[Pointing listing]
--

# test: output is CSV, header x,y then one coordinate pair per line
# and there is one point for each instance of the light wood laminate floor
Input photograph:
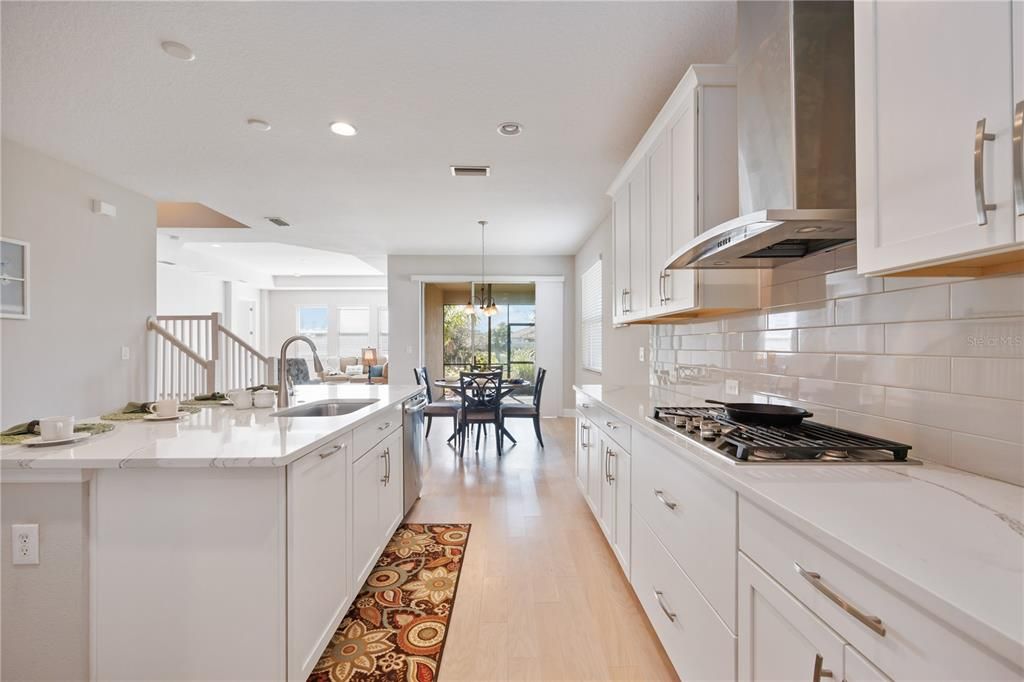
x,y
541,597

--

Instruction
Lay out every line of the listing above as a Markdown table with the columns No. and Text, numbering the rows and skipping any blank lines. Leave the pictures out of the answer.

Reply to the exercise
| No. | Text |
|---|---|
| 1 | # test: output is CSV, header x,y then one coordinate pair per line |
| 2 | # and there is one point for each instance of the light wood laminate floor |
| 3 | Input photograph: |
| 4 | x,y |
| 5 | 541,597 |